[AVAILABLE DATA — start]

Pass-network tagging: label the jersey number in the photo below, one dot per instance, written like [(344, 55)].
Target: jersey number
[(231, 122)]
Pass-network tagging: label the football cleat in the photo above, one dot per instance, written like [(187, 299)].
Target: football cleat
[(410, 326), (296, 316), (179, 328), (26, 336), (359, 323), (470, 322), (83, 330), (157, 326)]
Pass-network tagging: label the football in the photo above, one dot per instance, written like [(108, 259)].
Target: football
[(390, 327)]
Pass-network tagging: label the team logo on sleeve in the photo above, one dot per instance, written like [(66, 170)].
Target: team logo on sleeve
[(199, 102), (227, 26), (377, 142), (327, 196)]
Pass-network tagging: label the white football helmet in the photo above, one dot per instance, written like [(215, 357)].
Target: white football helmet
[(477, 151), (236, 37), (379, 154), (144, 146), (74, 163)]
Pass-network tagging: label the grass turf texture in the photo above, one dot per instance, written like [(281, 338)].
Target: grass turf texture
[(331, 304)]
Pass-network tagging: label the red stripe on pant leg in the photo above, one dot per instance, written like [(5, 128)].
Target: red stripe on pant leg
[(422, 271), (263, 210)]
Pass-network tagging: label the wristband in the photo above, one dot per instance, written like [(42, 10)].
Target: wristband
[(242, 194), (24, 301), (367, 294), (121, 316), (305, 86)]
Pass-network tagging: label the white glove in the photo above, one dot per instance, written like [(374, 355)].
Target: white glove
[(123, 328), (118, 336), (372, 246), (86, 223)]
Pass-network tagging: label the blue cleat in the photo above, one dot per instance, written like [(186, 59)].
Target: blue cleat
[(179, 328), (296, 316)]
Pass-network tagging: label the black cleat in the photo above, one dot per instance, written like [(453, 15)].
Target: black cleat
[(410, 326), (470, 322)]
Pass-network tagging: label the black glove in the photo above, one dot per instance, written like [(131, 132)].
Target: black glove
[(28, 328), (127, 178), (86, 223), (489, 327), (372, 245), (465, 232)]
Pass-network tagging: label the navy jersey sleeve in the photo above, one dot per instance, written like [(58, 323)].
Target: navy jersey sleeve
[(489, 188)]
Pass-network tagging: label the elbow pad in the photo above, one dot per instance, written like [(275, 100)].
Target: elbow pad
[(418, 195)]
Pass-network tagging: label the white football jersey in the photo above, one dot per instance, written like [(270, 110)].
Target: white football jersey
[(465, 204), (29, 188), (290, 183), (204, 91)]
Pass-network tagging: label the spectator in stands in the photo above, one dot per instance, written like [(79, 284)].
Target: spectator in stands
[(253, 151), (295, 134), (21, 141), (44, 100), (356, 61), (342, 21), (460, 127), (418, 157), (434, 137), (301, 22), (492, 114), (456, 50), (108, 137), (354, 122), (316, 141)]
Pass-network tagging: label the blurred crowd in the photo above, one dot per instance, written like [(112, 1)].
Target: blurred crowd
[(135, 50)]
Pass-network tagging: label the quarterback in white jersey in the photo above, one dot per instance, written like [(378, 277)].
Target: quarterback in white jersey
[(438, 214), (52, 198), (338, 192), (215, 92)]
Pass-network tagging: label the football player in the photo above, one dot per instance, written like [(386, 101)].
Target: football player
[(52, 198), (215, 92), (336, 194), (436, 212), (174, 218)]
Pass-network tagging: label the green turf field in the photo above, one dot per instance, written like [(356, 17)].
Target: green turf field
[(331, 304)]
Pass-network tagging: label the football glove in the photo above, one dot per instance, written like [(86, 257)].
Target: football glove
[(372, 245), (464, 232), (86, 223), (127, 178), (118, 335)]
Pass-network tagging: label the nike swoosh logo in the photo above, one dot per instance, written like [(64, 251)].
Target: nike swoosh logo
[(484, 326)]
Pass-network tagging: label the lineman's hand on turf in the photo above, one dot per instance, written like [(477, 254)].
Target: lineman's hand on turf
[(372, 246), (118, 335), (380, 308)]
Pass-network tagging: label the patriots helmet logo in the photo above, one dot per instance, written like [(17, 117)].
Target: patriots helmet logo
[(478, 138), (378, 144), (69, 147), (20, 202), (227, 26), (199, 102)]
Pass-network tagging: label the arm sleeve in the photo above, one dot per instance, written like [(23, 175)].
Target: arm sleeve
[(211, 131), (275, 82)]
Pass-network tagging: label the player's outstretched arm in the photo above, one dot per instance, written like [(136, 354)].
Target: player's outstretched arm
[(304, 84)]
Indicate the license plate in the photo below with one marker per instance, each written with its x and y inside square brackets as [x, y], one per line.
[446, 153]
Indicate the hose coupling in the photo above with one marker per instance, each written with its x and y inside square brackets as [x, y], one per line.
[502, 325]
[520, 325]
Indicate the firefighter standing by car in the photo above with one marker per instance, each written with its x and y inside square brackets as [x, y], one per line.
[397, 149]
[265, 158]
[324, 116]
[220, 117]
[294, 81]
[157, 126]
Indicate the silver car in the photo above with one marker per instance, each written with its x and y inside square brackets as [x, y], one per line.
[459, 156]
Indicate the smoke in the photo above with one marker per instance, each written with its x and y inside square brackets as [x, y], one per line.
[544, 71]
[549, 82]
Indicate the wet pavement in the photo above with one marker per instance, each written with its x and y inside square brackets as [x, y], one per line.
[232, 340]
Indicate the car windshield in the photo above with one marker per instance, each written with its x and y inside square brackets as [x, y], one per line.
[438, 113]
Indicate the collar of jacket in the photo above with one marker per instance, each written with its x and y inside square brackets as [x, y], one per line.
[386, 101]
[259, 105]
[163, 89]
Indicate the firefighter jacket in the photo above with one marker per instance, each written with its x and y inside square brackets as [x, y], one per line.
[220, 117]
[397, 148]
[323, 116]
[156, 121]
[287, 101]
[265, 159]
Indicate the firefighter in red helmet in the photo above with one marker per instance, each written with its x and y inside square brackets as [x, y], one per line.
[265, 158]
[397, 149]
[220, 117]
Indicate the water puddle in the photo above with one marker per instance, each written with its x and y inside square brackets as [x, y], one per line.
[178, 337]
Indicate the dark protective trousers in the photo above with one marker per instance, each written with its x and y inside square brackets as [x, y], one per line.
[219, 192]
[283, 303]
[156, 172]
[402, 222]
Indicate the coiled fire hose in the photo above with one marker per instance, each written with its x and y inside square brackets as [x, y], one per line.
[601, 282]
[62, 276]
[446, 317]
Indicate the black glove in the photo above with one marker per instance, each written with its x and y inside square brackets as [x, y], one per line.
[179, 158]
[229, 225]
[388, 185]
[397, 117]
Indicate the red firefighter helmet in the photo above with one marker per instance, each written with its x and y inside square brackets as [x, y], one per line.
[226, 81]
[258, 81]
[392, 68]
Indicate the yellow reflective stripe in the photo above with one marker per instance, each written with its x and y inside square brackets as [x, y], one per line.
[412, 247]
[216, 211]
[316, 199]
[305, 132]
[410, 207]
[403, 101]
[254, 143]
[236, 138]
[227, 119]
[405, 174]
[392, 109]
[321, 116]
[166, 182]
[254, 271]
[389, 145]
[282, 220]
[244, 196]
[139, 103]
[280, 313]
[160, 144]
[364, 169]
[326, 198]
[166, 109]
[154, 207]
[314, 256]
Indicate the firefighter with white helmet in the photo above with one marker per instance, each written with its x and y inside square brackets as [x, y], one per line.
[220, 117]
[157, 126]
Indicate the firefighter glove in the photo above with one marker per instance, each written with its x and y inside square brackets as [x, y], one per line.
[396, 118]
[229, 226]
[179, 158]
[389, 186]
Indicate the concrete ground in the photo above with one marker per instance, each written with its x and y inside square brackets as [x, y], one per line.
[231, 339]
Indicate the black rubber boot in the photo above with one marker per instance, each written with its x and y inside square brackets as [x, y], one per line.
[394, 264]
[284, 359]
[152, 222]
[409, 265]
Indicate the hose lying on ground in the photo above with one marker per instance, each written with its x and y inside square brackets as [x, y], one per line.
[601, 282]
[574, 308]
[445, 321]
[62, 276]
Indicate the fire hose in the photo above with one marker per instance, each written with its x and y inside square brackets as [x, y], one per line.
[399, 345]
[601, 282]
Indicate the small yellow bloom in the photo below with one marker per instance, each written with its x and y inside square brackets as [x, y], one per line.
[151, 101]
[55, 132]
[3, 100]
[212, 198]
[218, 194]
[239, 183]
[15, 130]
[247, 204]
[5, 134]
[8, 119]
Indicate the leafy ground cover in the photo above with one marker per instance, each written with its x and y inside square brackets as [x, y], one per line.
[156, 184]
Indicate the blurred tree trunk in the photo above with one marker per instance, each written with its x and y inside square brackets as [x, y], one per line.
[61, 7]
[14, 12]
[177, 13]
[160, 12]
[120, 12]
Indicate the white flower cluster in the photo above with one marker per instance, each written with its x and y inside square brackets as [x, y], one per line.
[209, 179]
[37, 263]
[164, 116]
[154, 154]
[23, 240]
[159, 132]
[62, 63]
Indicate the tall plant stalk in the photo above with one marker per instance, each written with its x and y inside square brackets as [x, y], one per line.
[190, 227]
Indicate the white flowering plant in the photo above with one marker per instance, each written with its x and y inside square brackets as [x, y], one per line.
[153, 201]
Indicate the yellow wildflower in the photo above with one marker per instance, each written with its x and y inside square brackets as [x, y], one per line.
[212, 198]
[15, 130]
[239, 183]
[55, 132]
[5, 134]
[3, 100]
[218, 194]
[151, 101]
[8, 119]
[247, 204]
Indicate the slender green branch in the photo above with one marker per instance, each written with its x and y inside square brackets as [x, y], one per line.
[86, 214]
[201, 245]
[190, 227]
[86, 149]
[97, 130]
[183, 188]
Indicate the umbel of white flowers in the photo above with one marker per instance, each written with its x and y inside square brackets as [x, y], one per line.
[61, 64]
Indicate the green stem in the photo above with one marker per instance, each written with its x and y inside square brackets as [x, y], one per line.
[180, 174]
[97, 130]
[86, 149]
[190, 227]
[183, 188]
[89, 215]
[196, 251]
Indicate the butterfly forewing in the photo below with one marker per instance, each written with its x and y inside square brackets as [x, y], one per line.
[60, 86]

[AVAILABLE DATA — finish]

*TASK DESCRIPTION*.
Retype, exactly and in full, the listing from its first line to the one holding "Pass-network tagging: label the football cleat", both included.

*FINAL ANSWER*.
Pass-network tagging: label the jersey number in the photo below, one dot per instance, written like [(344, 55)].
Target: jersey number
[(231, 122)]
Pass-network tagging: label the football cleat in the photo above, one dot per instance, written like [(187, 299)].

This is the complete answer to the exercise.